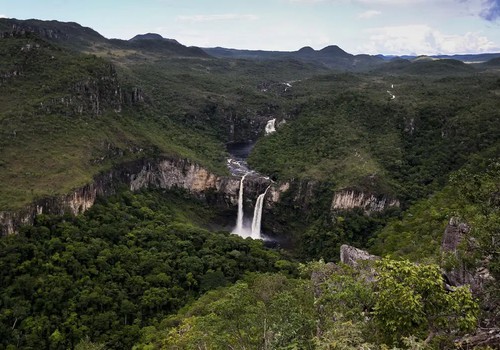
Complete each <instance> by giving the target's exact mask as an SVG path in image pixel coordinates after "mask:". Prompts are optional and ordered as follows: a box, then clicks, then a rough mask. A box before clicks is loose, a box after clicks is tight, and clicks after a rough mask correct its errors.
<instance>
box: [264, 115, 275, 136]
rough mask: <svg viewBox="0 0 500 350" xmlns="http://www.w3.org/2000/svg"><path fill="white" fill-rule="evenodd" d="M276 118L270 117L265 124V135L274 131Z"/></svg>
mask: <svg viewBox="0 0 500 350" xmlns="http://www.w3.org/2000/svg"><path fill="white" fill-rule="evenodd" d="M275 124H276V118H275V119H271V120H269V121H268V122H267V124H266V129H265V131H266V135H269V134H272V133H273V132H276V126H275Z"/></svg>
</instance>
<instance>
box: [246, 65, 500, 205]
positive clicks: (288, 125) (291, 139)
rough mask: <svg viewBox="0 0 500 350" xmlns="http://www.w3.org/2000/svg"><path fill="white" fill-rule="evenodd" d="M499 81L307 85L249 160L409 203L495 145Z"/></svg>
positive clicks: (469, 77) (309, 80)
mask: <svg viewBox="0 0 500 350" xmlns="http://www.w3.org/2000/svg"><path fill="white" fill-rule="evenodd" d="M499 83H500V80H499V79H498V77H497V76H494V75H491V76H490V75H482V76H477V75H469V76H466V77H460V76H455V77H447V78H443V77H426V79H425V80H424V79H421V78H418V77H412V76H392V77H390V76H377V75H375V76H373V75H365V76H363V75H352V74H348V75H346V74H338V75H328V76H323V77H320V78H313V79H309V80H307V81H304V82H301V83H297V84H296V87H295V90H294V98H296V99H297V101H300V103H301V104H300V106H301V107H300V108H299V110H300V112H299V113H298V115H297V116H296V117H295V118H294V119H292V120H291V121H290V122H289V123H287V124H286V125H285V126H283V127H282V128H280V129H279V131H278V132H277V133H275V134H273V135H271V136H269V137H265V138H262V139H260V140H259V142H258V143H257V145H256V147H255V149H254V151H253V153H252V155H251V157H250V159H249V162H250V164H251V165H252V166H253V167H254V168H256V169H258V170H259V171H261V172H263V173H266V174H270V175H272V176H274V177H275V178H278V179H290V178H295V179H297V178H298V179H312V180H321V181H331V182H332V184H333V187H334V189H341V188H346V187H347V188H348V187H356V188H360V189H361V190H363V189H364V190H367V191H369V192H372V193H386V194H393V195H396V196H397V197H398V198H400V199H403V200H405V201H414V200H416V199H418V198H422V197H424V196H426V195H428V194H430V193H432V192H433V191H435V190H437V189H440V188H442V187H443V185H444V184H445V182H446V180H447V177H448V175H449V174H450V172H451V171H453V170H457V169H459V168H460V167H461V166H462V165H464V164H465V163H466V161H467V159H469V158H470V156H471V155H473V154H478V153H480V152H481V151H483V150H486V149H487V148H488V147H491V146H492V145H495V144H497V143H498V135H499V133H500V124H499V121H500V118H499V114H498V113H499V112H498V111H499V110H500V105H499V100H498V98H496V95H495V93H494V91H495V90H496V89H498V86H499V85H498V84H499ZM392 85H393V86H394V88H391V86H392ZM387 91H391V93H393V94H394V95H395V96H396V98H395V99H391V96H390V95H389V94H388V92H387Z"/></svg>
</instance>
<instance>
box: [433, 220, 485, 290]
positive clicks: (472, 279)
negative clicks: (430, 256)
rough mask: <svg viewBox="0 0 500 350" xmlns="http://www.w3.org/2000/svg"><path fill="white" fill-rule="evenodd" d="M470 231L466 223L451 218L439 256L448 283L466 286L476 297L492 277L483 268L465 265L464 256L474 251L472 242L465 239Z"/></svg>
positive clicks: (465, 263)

********************

**TO DO**. None of the pictures belong in the copy; transcribe the rest of the data exactly.

**RESULT**.
Complete each <instance> by giving the target's exact mask as an SVG path in image pixel coordinates after "mask:". Prompts are optional and ordered as follows: a box, then clicks, then a rough mask. A box before clicks is loose, a box after clicks is tight, and clicks after a rough mask correct its errors.
<instance>
box: [264, 115, 275, 136]
rough mask: <svg viewBox="0 0 500 350" xmlns="http://www.w3.org/2000/svg"><path fill="white" fill-rule="evenodd" d="M276 118L270 117L265 124V135L274 131Z"/></svg>
mask: <svg viewBox="0 0 500 350" xmlns="http://www.w3.org/2000/svg"><path fill="white" fill-rule="evenodd" d="M275 124H276V118H275V119H271V120H269V121H268V122H267V124H266V129H265V131H266V135H269V134H272V133H273V132H276V126H275Z"/></svg>
</instance>
<instance>
box: [246, 65, 500, 205]
positive clicks: (288, 125) (291, 139)
rough mask: <svg viewBox="0 0 500 350" xmlns="http://www.w3.org/2000/svg"><path fill="white" fill-rule="evenodd" d="M499 81L307 85L249 160L409 203L495 145Z"/></svg>
positive clicks: (469, 77) (309, 80)
mask: <svg viewBox="0 0 500 350" xmlns="http://www.w3.org/2000/svg"><path fill="white" fill-rule="evenodd" d="M499 83H500V80H499V79H498V77H497V76H494V75H491V76H490V75H482V76H477V75H469V76H466V77H460V76H455V77H447V78H443V77H426V79H425V80H424V79H421V78H418V77H412V76H392V77H390V76H377V75H375V76H373V75H365V76H363V75H352V74H348V75H346V74H338V75H328V76H323V77H320V78H313V79H309V80H307V81H304V82H301V83H297V84H296V87H295V90H294V98H296V99H297V101H300V103H301V104H300V106H301V107H300V108H299V110H300V112H299V113H298V115H297V116H296V117H295V118H294V119H292V120H291V121H290V122H289V123H287V124H286V125H285V126H283V127H282V128H280V129H279V131H278V132H277V133H275V134H273V135H271V136H269V137H265V138H262V139H260V140H259V142H258V143H257V145H256V147H255V149H254V151H253V153H252V155H251V157H250V159H249V162H250V164H251V165H252V166H253V167H254V168H256V169H258V170H259V171H261V172H263V173H266V174H270V175H272V176H274V177H275V178H278V179H290V178H295V179H297V178H298V179H312V180H321V181H331V182H332V184H333V187H334V189H341V188H346V187H347V188H348V187H356V188H360V189H361V190H363V189H364V190H367V191H369V192H372V193H386V194H393V195H396V196H397V197H398V198H400V199H403V200H405V201H414V200H416V199H418V198H422V197H424V196H426V195H428V194H430V193H432V192H433V191H435V190H437V189H440V188H442V187H443V185H444V184H445V182H446V180H447V177H448V175H449V174H450V172H451V171H453V170H457V169H459V168H460V167H461V166H462V165H464V164H465V163H466V161H467V159H469V158H470V156H471V155H473V154H478V153H480V152H481V151H483V150H486V149H487V148H488V147H491V146H492V145H495V144H497V143H498V135H499V133H500V124H499V121H500V118H499V114H498V113H499V112H498V111H499V110H500V105H499V100H498V98H496V95H495V93H494V91H495V90H496V89H498V86H499V85H498V84H499ZM392 85H393V86H394V88H391V86H392ZM387 91H391V93H393V94H394V95H395V96H396V98H395V99H391V96H390V95H389V94H388V92H387Z"/></svg>
</instance>
<instance>
box: [433, 220, 485, 290]
positive clicks: (472, 279)
negative clicks: (430, 256)
rough mask: <svg viewBox="0 0 500 350" xmlns="http://www.w3.org/2000/svg"><path fill="white" fill-rule="evenodd" d="M470 231L466 223L451 218L439 256L448 283L466 286L476 297L492 277L483 268L465 265L464 256L474 251L472 242L465 239Z"/></svg>
positive clicks: (465, 263)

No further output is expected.